• [Given passage]:
++++++++++

The gen_event
behavior is typically presented in the context of the
most obvious tasks it can be applied to: logging and alarm
handling1. This presentation undersells what an interesting
behavior it really is. For one thing, the runtime structure of a
gen_event
event manager and its associated callback modules is
fundamentally different from every other OTP behavior. Multiple
callback modules is just a small part of what makes OTP event managers
interesting. The add_sup_handler/3
function enables a very different
kind of supervision than what is typical of processes implementing the
supervisor
behavior. Before discussing this new (to me) perspective
I’ll lay out the problem that led me to the realization.
Handling failures without killing everything
I ran up against an interesting problem that pushed me to learn
something new while working on an Erlang implementation of the Open
Charge Point Protocol (my “practice Erlang” side project). The
application includes a gen_statem
process that models the state of
each charging station with respect to the protocol
(ocpp_station
). This state machine is persistent, even when the
station is not connected to the management system. To handle requests
sent from the station to the management system a custom ocpp_handler
behavior is implemented by charging station management system
developers to provide callbacks that handle OCPP messages. Whenever
the state machine needs a decision from the “business logic” it sends
an asynchronous notification to the process running the ocpp_handler
code and waits for another event.
The interesting problem arises because this handler might crash and
must be restarted to handle more requests that (hopefully don’t cause
another failure). When it crashes, however, the ocpp_station
state
machine should not be affected at all. In fact, the ocpp_station
module shouldn’t even need to know that the handler crashed. It should
simply receive an event instructing it to send an “internal error”
message to the charging station and transition to whatever its next
state is.
The obvious (to me at least) first approach is to start and monitor
the handler from ocpp_station
state machine. We can’t just rely on
the supervisor since the state machine must know the new Pid. Because
the state machine must know the Pid of the handler it must be
responsible for restarting it when it fails (rather than letting the
supervisor do it). This starts to look like a very ugly mixing of
concerns. To capture the complexity of the Open Charge Point Protocol,
the state machine is already very complicated; adding the complexity
required for monitoring and restarting processes will make it
substantially harder to understand how it works.
I could just move the monitoring and restarting function to another
process, but that only provides an illusion of decoupling. A station
manager process is responsible for starting the state machine and
brokering certain interactions. That process is an obvious candidate
for this functionality since it is in a good position to inform the
state machine when the handler crashes. When the manager receives a
signal that the handler has crashed it restarts the handler, instructs
the state machine to send an “internal error” message to the charging
station, then sends the Pid of the new handler to the state
machine. This is slightly better because the monitoring and restarting
logic are not part of ocpp_station
; however, it still requires extra
logic in the state machine that is unrelated to the protocol. The best
solution is one that is completely transparent to the state machine.
Why does this seem harder than it should be?
TL;DR A digression about how applications for different protocols might handle the same problem.
This problem doesn’t seem unique. For example, a very similar problem comes up in a simple HTTP server application. Suppose the application lets you implement your own handler module to process requests. Whenever a new connection is established the application a connection manager process and a handler process. The connection manager transforms requests into Erlang terms and sends them to the handler. The handler processes the request and sends a reply to the manager which transforms it into a properly structured HTTP response and sends it to the client. When the handler crashes an exit signal is sent to the connection manager which can inform the client of the error before closing the connection and exiting itself. This is illustrated below.

++++++++++

• [Listed records]:
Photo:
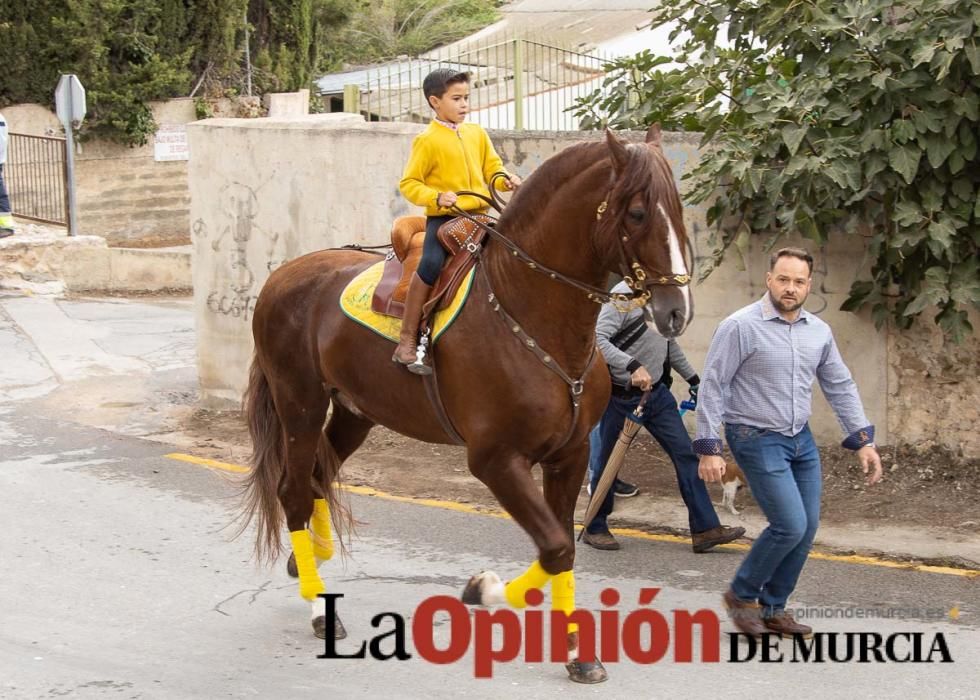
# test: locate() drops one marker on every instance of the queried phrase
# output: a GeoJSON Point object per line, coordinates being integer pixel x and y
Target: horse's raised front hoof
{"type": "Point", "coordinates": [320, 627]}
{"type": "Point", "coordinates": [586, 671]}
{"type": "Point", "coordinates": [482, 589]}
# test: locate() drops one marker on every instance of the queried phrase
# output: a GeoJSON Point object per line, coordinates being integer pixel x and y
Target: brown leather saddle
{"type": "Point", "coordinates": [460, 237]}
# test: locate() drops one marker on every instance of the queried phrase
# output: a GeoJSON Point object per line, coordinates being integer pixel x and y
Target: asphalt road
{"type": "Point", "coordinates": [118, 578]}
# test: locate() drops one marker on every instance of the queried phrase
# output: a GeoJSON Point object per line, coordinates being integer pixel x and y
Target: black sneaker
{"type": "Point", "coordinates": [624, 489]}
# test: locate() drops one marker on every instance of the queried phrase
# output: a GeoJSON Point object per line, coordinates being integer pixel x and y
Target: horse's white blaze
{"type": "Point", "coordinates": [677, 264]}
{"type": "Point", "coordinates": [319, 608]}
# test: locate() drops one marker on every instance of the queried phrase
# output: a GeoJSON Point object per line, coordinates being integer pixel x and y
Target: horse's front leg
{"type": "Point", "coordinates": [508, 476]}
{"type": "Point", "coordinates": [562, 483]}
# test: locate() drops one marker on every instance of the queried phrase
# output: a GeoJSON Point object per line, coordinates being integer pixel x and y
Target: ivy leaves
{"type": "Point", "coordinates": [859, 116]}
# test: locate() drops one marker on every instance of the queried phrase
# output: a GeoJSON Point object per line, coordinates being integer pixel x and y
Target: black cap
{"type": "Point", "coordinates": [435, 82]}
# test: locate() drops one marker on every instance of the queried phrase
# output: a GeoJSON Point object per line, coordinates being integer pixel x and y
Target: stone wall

++++++++++

• [Exercise requirements]: Return, word for word, the part of the passage on OTP event managers that opens with the words containing "message to the charging station" and closes with "how it works.". Draw only on the passage on OTP event managers above, not on the records.

• [The output]:
message to the charging station and transition to whatever its next
state is.
The obvious (to me at least) first approach is to start and monitor
the handler from ocpp_station
state machine. We can’t just rely on
the supervisor since the state machine must know the new Pid. Because
the state machine must know the Pid of the handler it must be
responsible for restarting it when it fails (rather than letting the
supervisor do it). This starts to look like a very ugly mixing of
concerns. To capture the complexity of the Open Charge Point Protocol,
the state machine is already very complicated; adding the complexity
required for monitoring and restarting processes will make it
substantially harder to understand how it works.